Reproduce verbatim the part of the school enrolment page below that opens with the words containing "ii) (NOT INCLUDED" and closes with "(unique school-student pairs)".

» **Page**
▬▬▬

Outputs:
SQL: [IDI_Community].[edu_school_enrolment_status].[school_enrolment_status_202603]
SAS: libname cm_school_enrolment_status dsn=IDI_community_srvprd schema=edu_school_enrolment_status; run ;
How to access a code module in the Data Lab: Read here
Inputs:
| Dependency | Dependency Type |
|---|---|
[edu_school_enrolment_spells].[school_enrolment_spells] |
Code module |
[IDI_Clean_202603].[data].[personal_detail] |
Source |
[IDI_Clean_202603].[moe_clean].[provider_profile] |
Source |
[IDI_Clean_202603].[moe_clean].[school_student_attendance] |
Source |
[IDI_Clean_202603].[moe_clean].[student_enrol] |
Source |
[IDI_Metadata_202603].[moe_school].[rsn_for_leaving_code] |
Source |
Purpose
This code creates spells of school enrolment for akonga who have enrolled in school in NZ at some point. There are two distinct purposes for this data:
i) information about whether a student is enrolled in any school at a given time (enrolment status)
ii) (NOT INCLUDED - use $(idicleanversion).[moe_clean].[student_enrol] table) information about which schools a student is enroleld in at a given time (‘total’ or all enrolments)
iii) information about a which single school is the ‘main’ or ‘prioritised’ school at a given time if there are overlaps in the underlying data (unique school-student pairs)

▬▬▬

» **Given data**

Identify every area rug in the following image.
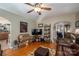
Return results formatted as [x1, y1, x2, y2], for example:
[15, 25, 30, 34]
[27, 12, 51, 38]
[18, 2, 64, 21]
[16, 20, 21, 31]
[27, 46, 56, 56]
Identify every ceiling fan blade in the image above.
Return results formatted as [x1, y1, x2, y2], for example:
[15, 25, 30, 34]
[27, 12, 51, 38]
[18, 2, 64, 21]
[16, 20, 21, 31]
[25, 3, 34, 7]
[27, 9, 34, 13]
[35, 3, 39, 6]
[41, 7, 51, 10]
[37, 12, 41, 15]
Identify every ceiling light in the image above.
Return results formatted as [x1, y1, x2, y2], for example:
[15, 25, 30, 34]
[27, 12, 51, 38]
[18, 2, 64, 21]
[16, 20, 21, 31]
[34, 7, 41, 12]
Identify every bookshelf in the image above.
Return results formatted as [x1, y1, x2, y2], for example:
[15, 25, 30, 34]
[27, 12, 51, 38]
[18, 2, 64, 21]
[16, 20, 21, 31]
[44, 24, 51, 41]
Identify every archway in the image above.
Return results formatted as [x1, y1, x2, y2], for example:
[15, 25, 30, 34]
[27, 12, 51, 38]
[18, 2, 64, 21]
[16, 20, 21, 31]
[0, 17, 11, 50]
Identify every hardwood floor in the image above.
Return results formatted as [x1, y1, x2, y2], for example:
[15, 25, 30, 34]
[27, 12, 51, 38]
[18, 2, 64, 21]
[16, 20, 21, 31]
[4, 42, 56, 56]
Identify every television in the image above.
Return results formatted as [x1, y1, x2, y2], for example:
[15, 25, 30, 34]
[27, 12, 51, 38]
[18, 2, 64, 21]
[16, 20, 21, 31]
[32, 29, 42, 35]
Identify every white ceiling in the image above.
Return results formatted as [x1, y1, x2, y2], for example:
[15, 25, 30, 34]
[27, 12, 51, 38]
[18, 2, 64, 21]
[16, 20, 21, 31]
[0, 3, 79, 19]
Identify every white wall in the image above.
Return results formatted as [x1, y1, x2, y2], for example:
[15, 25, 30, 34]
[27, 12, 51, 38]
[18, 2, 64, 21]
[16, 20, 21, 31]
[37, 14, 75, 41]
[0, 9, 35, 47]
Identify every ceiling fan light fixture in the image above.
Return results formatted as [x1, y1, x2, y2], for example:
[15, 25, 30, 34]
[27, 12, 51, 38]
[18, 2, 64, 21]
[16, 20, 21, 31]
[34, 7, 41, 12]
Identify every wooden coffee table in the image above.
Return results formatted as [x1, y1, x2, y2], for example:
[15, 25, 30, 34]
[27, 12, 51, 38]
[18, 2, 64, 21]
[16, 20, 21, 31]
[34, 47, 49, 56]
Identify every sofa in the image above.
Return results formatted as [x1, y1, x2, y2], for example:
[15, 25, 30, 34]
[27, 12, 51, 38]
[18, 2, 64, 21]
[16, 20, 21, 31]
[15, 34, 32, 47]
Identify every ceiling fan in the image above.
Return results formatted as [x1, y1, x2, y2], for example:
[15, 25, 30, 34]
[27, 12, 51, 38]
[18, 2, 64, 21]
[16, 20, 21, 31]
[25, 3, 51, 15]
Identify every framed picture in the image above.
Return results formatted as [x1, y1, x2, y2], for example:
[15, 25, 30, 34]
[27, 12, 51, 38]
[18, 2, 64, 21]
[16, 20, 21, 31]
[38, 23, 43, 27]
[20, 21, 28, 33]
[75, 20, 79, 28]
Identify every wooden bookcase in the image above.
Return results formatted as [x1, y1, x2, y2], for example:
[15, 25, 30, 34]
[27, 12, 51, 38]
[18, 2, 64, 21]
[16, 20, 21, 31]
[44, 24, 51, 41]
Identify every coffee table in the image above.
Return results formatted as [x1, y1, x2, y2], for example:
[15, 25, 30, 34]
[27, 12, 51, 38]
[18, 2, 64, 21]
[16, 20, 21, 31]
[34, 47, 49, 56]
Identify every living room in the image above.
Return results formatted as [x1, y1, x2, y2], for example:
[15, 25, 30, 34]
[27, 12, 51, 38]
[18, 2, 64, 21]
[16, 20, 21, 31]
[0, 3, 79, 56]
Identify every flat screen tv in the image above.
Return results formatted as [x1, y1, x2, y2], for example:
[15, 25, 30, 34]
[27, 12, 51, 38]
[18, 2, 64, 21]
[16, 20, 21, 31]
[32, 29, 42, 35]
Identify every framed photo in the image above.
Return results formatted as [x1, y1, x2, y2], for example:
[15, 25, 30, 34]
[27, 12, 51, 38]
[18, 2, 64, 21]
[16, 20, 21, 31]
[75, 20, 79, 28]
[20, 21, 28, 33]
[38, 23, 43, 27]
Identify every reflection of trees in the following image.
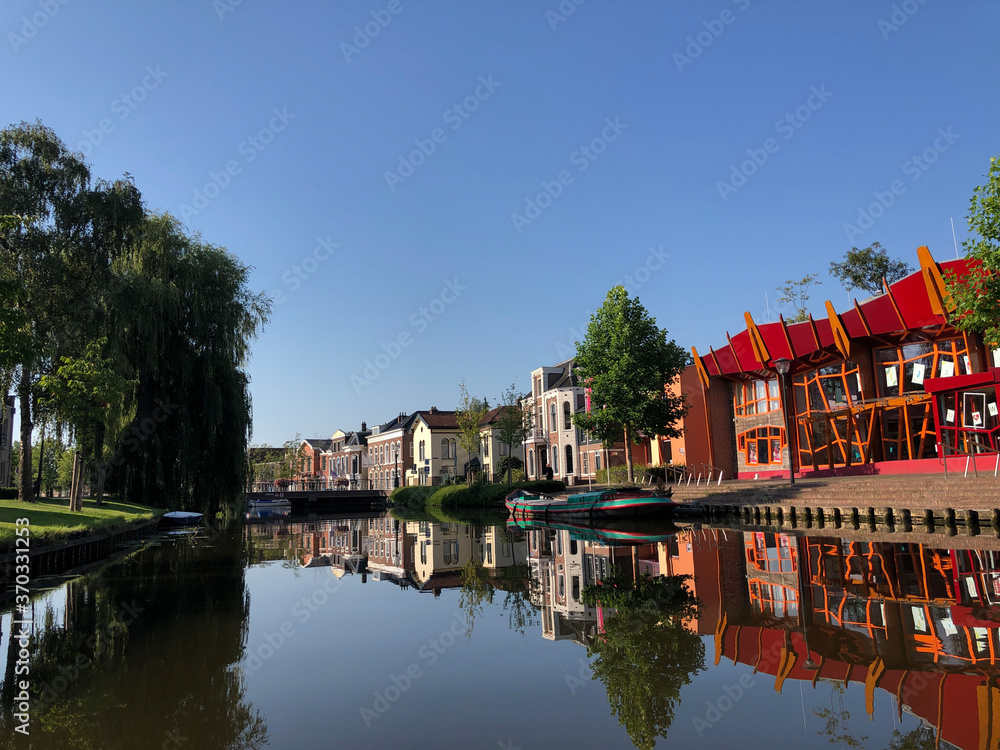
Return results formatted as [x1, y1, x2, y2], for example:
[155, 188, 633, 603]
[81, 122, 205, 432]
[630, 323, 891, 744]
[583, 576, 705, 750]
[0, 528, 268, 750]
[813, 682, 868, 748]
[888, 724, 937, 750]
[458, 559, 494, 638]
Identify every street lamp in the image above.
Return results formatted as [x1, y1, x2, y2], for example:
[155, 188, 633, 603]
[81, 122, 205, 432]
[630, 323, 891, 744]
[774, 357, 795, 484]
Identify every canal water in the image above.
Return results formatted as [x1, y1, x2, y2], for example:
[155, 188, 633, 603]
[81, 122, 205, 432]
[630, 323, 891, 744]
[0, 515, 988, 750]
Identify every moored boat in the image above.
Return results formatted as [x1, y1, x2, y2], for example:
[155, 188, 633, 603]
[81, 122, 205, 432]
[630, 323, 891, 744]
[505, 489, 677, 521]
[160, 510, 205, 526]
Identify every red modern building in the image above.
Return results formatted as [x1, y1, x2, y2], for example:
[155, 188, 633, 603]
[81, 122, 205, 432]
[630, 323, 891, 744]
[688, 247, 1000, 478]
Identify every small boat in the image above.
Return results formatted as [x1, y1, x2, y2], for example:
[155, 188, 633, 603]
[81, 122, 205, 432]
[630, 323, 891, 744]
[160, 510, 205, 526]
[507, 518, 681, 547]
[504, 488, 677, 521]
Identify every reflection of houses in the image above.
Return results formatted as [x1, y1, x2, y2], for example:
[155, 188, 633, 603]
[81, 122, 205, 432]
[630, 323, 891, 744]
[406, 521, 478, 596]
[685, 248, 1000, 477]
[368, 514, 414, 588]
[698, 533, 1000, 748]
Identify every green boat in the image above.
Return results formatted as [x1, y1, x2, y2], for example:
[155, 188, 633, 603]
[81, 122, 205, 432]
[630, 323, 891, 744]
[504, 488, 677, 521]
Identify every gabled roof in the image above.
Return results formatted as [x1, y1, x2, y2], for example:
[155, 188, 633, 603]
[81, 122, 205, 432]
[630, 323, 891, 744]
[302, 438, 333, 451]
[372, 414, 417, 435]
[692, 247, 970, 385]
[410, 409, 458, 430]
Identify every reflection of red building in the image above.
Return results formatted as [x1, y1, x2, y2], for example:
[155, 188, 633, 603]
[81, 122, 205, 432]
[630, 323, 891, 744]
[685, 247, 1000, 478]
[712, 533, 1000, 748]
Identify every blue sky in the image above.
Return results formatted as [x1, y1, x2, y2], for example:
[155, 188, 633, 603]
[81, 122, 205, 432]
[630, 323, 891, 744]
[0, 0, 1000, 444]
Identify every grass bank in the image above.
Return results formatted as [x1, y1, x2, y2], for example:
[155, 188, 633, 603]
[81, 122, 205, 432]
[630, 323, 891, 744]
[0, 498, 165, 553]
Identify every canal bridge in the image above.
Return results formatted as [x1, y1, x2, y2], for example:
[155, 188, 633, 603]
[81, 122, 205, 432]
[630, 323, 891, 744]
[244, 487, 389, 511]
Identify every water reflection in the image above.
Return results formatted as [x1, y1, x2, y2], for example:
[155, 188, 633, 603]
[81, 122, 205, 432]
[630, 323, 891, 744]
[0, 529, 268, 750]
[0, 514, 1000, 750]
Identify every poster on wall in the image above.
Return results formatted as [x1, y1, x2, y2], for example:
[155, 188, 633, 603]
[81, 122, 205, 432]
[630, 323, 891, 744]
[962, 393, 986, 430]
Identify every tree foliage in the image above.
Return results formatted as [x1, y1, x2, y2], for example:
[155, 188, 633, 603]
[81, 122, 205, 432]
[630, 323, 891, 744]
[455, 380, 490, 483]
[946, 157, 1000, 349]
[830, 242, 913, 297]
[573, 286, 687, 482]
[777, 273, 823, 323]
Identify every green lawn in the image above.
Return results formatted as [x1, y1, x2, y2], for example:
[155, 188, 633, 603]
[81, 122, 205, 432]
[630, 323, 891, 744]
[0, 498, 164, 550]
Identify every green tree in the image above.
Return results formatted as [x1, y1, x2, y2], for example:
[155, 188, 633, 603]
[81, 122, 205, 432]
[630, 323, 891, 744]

▬▬▬

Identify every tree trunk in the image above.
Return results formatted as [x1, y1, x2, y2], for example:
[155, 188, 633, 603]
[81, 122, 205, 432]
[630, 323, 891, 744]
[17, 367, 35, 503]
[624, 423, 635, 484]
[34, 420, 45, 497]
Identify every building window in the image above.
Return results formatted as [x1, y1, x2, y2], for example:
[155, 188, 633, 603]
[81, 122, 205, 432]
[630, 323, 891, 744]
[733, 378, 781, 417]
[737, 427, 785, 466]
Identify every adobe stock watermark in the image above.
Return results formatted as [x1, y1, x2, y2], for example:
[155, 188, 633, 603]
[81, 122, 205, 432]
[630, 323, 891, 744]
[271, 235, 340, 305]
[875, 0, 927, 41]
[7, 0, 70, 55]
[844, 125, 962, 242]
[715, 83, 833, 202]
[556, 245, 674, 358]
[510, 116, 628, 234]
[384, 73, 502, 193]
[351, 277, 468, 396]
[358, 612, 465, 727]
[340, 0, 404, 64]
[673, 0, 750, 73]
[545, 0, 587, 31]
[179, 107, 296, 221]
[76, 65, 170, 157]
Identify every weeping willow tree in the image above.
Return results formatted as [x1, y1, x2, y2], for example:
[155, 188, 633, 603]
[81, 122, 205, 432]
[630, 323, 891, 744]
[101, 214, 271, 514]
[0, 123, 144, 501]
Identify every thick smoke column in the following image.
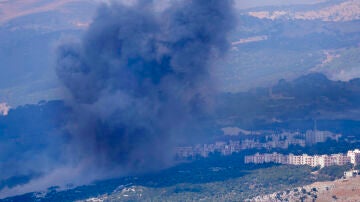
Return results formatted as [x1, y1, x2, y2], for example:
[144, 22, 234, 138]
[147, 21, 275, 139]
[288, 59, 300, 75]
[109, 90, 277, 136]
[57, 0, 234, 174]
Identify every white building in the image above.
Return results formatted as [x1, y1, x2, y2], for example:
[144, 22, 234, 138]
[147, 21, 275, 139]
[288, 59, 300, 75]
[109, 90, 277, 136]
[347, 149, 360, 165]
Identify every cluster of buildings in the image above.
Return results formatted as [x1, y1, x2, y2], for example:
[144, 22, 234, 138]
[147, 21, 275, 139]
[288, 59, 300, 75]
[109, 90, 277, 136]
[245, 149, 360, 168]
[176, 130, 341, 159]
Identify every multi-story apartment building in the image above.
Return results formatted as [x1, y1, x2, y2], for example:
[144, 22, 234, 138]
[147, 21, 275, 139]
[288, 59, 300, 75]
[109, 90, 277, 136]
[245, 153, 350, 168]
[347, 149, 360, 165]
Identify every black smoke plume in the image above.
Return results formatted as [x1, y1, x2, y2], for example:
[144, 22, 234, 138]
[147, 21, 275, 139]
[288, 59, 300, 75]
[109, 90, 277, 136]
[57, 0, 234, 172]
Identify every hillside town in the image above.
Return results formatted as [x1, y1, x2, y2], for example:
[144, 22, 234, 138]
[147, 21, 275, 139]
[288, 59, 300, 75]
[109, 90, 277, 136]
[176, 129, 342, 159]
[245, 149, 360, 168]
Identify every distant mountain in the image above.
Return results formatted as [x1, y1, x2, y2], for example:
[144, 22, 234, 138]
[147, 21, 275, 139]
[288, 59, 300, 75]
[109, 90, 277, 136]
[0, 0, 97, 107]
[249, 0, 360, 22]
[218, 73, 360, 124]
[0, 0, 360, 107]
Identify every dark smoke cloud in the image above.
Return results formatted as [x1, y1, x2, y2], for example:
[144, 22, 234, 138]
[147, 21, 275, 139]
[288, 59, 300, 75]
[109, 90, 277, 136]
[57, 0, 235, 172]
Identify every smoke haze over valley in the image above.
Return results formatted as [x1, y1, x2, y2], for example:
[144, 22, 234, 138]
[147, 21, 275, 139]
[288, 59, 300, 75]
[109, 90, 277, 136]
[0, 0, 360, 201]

▬▬▬

» **Answer below**
ii) (NOT INCLUDED - use $(idicleanversion).[moe_clean].[student_enrol] table) information about which schools a student is enroleld in at a given time (‘total’ or all enrolments)
iii) information about a which single school is the ‘main’ or ‘prioritised’ school at a given time if there are overlaps in the underlying data (unique school-student pairs)